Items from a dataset

---------------

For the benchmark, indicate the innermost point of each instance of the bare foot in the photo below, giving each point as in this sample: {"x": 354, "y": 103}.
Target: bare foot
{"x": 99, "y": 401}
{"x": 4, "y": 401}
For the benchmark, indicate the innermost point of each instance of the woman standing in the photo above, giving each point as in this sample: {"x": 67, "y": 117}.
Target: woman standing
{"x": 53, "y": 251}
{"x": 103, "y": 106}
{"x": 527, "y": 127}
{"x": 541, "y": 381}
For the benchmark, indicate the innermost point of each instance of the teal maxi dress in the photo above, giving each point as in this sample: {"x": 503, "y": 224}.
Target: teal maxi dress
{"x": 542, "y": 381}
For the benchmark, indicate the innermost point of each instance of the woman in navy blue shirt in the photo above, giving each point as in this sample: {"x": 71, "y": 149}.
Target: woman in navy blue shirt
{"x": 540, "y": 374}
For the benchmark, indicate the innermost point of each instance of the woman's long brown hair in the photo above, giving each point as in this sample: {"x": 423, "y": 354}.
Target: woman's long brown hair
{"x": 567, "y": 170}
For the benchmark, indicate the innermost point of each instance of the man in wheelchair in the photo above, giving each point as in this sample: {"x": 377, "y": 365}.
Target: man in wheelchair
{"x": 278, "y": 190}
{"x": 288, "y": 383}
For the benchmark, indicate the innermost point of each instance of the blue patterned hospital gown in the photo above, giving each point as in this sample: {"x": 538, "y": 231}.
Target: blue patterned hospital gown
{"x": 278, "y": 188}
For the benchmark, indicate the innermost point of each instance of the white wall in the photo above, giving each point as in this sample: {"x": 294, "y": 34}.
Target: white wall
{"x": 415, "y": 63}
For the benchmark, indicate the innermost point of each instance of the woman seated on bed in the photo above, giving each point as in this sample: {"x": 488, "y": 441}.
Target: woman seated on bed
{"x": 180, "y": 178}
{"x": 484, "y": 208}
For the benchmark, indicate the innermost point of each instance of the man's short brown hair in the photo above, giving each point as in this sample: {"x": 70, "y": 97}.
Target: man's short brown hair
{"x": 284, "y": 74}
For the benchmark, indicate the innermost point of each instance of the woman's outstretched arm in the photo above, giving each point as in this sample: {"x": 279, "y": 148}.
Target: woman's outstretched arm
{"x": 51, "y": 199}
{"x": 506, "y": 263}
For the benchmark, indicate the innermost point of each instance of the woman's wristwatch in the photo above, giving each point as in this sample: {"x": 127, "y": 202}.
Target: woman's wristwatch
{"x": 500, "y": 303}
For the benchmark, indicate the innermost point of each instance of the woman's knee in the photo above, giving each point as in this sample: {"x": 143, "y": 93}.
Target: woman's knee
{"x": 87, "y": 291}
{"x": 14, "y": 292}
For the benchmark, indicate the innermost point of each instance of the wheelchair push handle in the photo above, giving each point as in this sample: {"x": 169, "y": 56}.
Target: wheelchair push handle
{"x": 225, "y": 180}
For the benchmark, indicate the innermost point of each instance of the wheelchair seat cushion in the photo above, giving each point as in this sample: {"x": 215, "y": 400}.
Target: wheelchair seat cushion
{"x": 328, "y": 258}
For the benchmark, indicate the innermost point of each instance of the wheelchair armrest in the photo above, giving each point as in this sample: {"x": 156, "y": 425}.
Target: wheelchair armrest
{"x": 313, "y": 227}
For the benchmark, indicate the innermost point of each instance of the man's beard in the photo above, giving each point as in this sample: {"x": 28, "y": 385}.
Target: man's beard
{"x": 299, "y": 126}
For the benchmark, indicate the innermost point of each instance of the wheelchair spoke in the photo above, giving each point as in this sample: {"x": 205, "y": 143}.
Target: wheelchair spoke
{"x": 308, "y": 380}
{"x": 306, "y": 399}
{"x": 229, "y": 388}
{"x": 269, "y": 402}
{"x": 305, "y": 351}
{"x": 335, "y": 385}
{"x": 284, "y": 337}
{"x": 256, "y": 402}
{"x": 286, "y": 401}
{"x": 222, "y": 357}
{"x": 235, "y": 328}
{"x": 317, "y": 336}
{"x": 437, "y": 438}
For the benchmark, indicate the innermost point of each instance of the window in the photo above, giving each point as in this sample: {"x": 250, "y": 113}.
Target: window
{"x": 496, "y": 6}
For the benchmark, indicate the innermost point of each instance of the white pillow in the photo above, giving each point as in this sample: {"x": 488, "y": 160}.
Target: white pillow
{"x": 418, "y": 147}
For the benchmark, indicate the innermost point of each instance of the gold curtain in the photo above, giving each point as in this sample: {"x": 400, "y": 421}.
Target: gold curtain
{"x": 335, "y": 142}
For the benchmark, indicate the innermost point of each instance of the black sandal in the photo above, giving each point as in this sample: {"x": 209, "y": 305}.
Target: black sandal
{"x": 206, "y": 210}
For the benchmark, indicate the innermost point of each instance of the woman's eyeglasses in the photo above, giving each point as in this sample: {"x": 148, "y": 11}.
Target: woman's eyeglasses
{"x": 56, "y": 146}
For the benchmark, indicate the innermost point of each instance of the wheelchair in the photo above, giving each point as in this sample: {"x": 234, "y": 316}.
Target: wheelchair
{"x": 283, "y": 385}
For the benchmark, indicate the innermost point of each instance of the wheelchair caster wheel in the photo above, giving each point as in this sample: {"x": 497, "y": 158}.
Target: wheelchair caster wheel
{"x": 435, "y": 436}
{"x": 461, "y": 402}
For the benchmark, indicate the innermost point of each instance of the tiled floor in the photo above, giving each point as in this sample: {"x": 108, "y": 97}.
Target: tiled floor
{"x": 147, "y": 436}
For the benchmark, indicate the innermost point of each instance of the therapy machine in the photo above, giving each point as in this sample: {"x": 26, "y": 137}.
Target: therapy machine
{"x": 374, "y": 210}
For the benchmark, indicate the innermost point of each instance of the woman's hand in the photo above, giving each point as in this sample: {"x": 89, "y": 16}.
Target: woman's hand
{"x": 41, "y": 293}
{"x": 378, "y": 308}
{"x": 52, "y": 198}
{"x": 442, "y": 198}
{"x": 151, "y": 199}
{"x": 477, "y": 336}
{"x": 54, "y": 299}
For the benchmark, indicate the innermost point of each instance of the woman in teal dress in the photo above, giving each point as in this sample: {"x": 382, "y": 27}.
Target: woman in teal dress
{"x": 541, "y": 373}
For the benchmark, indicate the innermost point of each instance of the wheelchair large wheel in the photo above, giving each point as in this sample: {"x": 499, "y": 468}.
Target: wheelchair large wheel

---------------

- Set task:
Could you return all of the records above, copying every line verbatim and leaving nothing out?

- Correct response:
For the benchmark, indicate the innermost point of each instance of the bare foot in the photo below, giving each point as in this sample: {"x": 354, "y": 103}.
Target: bare foot
{"x": 99, "y": 401}
{"x": 4, "y": 401}
For the benchmark, indicate the innermost point of each instance of the woman standing in the photo above, giving each point as in this sample: {"x": 67, "y": 117}.
Target: woman standing
{"x": 53, "y": 251}
{"x": 103, "y": 106}
{"x": 527, "y": 127}
{"x": 541, "y": 381}
For the benchmark, indicate the innermost point of each instance of the teal maxi dress in the photo above, giving each point as in this sample: {"x": 503, "y": 224}.
Target: teal maxi dress
{"x": 542, "y": 381}
For the benchmark, indicate the innermost point of each instance of the woman in navy blue shirt in the photo above, giving each point as in this sample: {"x": 71, "y": 149}.
Target: woman in navy blue shirt
{"x": 540, "y": 374}
For the benchmark, indicate the innermost point of each instance of the woman's long brown hair in the photo above, giving each point as in this sample: {"x": 423, "y": 354}.
Target: woman's long brown hair
{"x": 567, "y": 170}
For the benchmark, indicate the innermost point of each instance of the man in wheelchair in the photo above, giving each point as in this sample: {"x": 377, "y": 365}.
Target: man in wheelchair
{"x": 278, "y": 190}
{"x": 288, "y": 383}
For the benchmark, indicate the innermost point of each instance of the blue patterned hospital gown in the photo above, giving each point as in this sample: {"x": 538, "y": 231}.
Target: blue patterned hospital gown
{"x": 278, "y": 188}
For the benchmark, indicate the innermost point of each instance of the white wall in the photo above, giving each point as in this sample: {"x": 294, "y": 34}.
Target: white wall
{"x": 415, "y": 63}
For the benchmark, indicate the innermost point of each instance of the woman seated on bed in the photo above, giving each point as in this sample: {"x": 488, "y": 441}.
Target: woman seated on bed
{"x": 180, "y": 178}
{"x": 484, "y": 208}
For the benchmark, indicate the innermost point of each instance of the man's short brown hair in the photo above, giving each point as in this sample: {"x": 70, "y": 97}.
Target: man's short brown hair
{"x": 284, "y": 74}
For the benchmark, indicate the innermost point of each instance of the woman's outstretched arm in the photo above, giving each point as in this sample: {"x": 279, "y": 148}.
Target: woman's outstretched arm
{"x": 51, "y": 199}
{"x": 506, "y": 263}
For the benchmark, indicate the innermost point of each instance of the woman's wristwatch in the photo above, giving each point as in this sample: {"x": 127, "y": 202}.
Target: woman's wristwatch
{"x": 500, "y": 303}
For the benchmark, indicate the innermost point of each instance of the woman's knee in the photo above, giving each point as in this sample: {"x": 143, "y": 93}.
Target: woman's knee
{"x": 87, "y": 291}
{"x": 14, "y": 292}
For the benchmark, indicate the innermost point of each instance of the wheelchair push handle in the photo above, giving each point as in this sample: {"x": 169, "y": 56}.
Target: wheelchair push handle
{"x": 225, "y": 180}
For the benchmark, indicate the innermost point of each instance of the wheelchair seat cushion in the photo above, giving each point as in this sample: {"x": 215, "y": 400}.
Target: wheelchair seat cushion
{"x": 328, "y": 258}
For the benchmark, indicate the innermost point of each instance of the wheelchair armrest in the photo above, giving each point as in this sample: {"x": 156, "y": 425}.
Target: wheelchair armrest
{"x": 313, "y": 227}
For the benchmark, indicate the innermost point of each instance of the man's beard in the photo above, giving each point as in this sample: {"x": 28, "y": 385}.
Target: man's beard
{"x": 299, "y": 126}
For the benchmark, indicate the innermost point of each instance of the wheelchair spoke in the photo above, giving each point as in this sample: {"x": 205, "y": 143}.
Target: wheelchair spoke
{"x": 308, "y": 380}
{"x": 306, "y": 399}
{"x": 229, "y": 388}
{"x": 269, "y": 402}
{"x": 305, "y": 351}
{"x": 335, "y": 385}
{"x": 284, "y": 337}
{"x": 256, "y": 402}
{"x": 286, "y": 401}
{"x": 222, "y": 357}
{"x": 235, "y": 328}
{"x": 317, "y": 336}
{"x": 437, "y": 438}
For the benchmark, indicate the innermost point of each instance of the window in the photo above, giving each point as in this sample: {"x": 250, "y": 113}.
Target: window
{"x": 496, "y": 6}
For the benchmark, indicate the innermost point of each instance of the white pillow in the photo above, giving each point as in this sample: {"x": 488, "y": 160}.
Target: white pillow
{"x": 418, "y": 147}
For the benchmark, indicate the innermost point of each instance of the gold curtain in the photo above, giving each point as in this sample: {"x": 400, "y": 421}.
Target: gold curtain
{"x": 335, "y": 142}
For the benchmark, indicate the innermost point of each instance of the black sandal in the photo above, giving each point as in this sample: {"x": 209, "y": 305}.
Target: black sandal
{"x": 206, "y": 210}
For the benchmark, indicate the innermost point of each instance of the woman's eyeglasses in the photo above, giving each point as in this sample: {"x": 148, "y": 11}.
Target: woman's eyeglasses
{"x": 56, "y": 146}
For the benchmark, indicate the innermost point of each instance of the wheelchair in the photo above, giving each point as in this sample: {"x": 234, "y": 316}.
Target: wheelchair
{"x": 283, "y": 385}
For the benchmark, indicate the innermost point of each instance of the wheelchair caster wheel in the photo above, giving each point as in this sample: {"x": 497, "y": 158}.
Target: wheelchair caster wheel
{"x": 435, "y": 436}
{"x": 461, "y": 402}
For the benchmark, indicate the innermost point of each instance of the tiled floor in the photo above, giving each point as in this sample: {"x": 108, "y": 97}.
Target: tiled floor
{"x": 147, "y": 436}
For the benchmark, indicate the innermost point of each instance of the therapy machine in the photo above, giving each point as in this sample: {"x": 26, "y": 137}.
Target: therapy machine
{"x": 374, "y": 210}
For the benchmark, indicate the innermost point of each instance of the woman's hand in the photo above, giving each point as in this sample: {"x": 89, "y": 16}.
Target: woman's hand
{"x": 41, "y": 293}
{"x": 378, "y": 308}
{"x": 52, "y": 198}
{"x": 442, "y": 198}
{"x": 151, "y": 199}
{"x": 477, "y": 336}
{"x": 54, "y": 299}
For the benchmark, indicate the innermost point of each instance of the woman in teal dress in the photo above, giving each point as in this sample: {"x": 382, "y": 27}.
Target: woman in teal dress
{"x": 541, "y": 373}
For the benchmark, indicate the innermost point of each instance of the wheelchair large wheel in the photo above, giving each point as in this sample: {"x": 499, "y": 468}.
Target: wheelchair large wheel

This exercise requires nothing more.